**About this task**
Please copy out the listing below in full and exactly.

[[ Material supplied, beginning ]]

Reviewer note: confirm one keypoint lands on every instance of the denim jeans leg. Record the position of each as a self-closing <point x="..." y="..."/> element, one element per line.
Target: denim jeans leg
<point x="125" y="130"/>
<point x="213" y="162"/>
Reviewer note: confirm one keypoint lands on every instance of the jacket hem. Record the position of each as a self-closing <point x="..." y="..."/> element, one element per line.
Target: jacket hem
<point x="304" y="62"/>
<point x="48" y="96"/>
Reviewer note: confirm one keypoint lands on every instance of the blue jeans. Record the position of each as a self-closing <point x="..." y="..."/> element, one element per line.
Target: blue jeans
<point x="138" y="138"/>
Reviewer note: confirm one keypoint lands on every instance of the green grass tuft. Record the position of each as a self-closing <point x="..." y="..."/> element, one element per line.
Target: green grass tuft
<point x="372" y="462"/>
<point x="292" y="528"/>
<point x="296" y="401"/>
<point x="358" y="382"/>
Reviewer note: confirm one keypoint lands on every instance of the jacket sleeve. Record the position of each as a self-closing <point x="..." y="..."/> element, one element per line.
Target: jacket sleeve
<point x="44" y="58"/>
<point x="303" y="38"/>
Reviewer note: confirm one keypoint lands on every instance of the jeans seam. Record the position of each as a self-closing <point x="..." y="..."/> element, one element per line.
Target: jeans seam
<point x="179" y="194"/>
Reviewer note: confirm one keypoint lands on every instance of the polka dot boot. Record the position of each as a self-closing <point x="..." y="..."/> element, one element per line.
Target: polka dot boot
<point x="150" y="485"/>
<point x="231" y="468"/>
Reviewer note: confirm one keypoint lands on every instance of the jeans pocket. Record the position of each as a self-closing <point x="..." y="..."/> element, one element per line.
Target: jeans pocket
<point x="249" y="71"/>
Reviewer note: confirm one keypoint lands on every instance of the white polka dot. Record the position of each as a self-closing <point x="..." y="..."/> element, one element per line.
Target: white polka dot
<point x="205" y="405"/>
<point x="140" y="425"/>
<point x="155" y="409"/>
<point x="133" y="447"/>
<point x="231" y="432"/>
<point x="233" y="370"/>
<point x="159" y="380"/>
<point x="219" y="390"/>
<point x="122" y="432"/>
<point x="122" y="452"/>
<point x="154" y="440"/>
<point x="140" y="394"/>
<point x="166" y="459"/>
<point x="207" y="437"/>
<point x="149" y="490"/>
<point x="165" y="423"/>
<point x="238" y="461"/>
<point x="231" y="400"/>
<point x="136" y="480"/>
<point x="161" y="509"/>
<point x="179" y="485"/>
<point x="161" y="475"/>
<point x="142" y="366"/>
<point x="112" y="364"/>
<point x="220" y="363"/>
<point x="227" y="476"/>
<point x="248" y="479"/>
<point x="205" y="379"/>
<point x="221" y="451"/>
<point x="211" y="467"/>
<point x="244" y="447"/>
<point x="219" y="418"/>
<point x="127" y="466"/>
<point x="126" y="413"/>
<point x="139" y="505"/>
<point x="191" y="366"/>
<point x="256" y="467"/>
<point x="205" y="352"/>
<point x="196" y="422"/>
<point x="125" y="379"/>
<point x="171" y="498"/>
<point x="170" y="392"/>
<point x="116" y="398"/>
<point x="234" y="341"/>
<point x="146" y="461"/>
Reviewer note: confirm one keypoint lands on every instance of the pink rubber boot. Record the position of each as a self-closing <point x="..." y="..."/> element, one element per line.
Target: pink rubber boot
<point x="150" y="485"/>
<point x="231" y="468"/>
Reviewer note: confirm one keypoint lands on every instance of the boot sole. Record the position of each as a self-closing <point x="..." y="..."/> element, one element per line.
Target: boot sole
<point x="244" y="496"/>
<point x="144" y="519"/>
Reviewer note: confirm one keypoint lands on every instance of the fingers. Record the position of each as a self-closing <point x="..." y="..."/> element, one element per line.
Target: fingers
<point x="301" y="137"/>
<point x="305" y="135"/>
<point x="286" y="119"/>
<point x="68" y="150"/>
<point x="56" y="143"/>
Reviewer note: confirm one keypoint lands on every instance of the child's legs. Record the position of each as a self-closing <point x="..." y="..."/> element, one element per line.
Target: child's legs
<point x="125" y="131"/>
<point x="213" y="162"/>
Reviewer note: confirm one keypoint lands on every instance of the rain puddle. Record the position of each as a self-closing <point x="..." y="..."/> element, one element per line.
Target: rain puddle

[[ Material supplied, end ]]

**Result below**
Reviewer note: confirm one keypoint lands on every instance of the denim jeans leg. Record the position of each as a self-closing <point x="..." y="..."/> element, one element per line.
Target: denim jeans leg
<point x="125" y="130"/>
<point x="213" y="162"/>
Reviewer note: confirm one keypoint lands on every instance of the jacket hem. Record the position of each as a self-closing <point x="..." y="..."/> element, one element per line.
Target: jacket hem
<point x="304" y="62"/>
<point x="48" y="96"/>
Reviewer note: confirm one keypoint lands on every instance of the blue jeans. Record the position of each as a self-closing <point x="..." y="..."/> element, one element per line.
Target: blue jeans
<point x="138" y="138"/>
Reviewer note: confirm one keypoint lands on every instance of the green grass tuft. Record the position of each as a self-closing <point x="..." y="..."/> element, one element per line.
Target: green grass tuft
<point x="372" y="462"/>
<point x="292" y="528"/>
<point x="296" y="401"/>
<point x="358" y="382"/>
Reviewer note: confirm one keypoint lands on every instance of the jacket sleeve. Record the position of each as a self-closing <point x="..." y="..."/> element, one element per line.
Target: jacket sleeve
<point x="44" y="58"/>
<point x="303" y="38"/>
Reviewer note: confirm one keypoint lands on every instance of the jeans seam. Record the position of each as a self-closing <point x="..." y="..."/> element, one element per line.
Target: jeans seam
<point x="179" y="194"/>
Reviewer note: confirm one keypoint lands on every instance of the polka dot boot. Record the position of each as a self-closing <point x="..." y="..."/> element, one element per line.
Target: polka dot boot
<point x="150" y="485"/>
<point x="231" y="468"/>
Reviewer note: confirm one keypoint lands on every instance of the jeans pocket. Record the position of each as a self-closing <point x="..." y="..."/> element, one element per line.
Target: jeans pocket
<point x="249" y="71"/>
Reviewer note: confirm one keypoint lands on every instance of the white polka dot. Record the position of each as a self-closing <point x="..." y="..."/> element, one element per line.
Target: white polka dot
<point x="205" y="405"/>
<point x="140" y="425"/>
<point x="155" y="409"/>
<point x="133" y="447"/>
<point x="231" y="432"/>
<point x="233" y="370"/>
<point x="159" y="380"/>
<point x="219" y="390"/>
<point x="122" y="432"/>
<point x="122" y="452"/>
<point x="154" y="440"/>
<point x="140" y="394"/>
<point x="166" y="459"/>
<point x="207" y="437"/>
<point x="149" y="490"/>
<point x="165" y="423"/>
<point x="238" y="461"/>
<point x="231" y="400"/>
<point x="136" y="480"/>
<point x="161" y="509"/>
<point x="179" y="485"/>
<point x="161" y="475"/>
<point x="142" y="366"/>
<point x="112" y="364"/>
<point x="220" y="363"/>
<point x="227" y="476"/>
<point x="248" y="479"/>
<point x="205" y="379"/>
<point x="221" y="451"/>
<point x="211" y="467"/>
<point x="244" y="447"/>
<point x="219" y="418"/>
<point x="127" y="466"/>
<point x="126" y="413"/>
<point x="139" y="505"/>
<point x="191" y="366"/>
<point x="256" y="467"/>
<point x="205" y="352"/>
<point x="196" y="422"/>
<point x="125" y="379"/>
<point x="171" y="498"/>
<point x="170" y="392"/>
<point x="116" y="398"/>
<point x="234" y="341"/>
<point x="146" y="461"/>
Reviewer note: confirm one keypoint lands on every instance of the pink rubber boot. Record the position of each as a self-closing <point x="..." y="..."/> element, one element per line.
Target: pink rubber boot
<point x="150" y="485"/>
<point x="231" y="468"/>
Reviewer note: confirm one keypoint lands on every instance of the boot sole. Record the position of each as a self-closing <point x="..." y="..."/> element, one element per line.
Target: boot sole
<point x="244" y="496"/>
<point x="144" y="519"/>
Reviewer note: confirm one keypoint lands on every instance of the fingers. Record the position of each as a self-closing <point x="..." y="..."/> element, one element per line.
Target: fingers
<point x="301" y="137"/>
<point x="305" y="135"/>
<point x="286" y="119"/>
<point x="68" y="150"/>
<point x="56" y="143"/>
Reviewer note: confirm one keypoint lands on every instance of the child's legs. Record the position of each as a self-closing <point x="..." y="..."/> element, one element per line.
Target: child's legs
<point x="125" y="131"/>
<point x="213" y="162"/>
Reviewer note: confirm one keypoint lands on every instance of the rain puddle. Record the position of each as a self-closing <point x="..." y="..."/> element, one element per line.
Target: rain puddle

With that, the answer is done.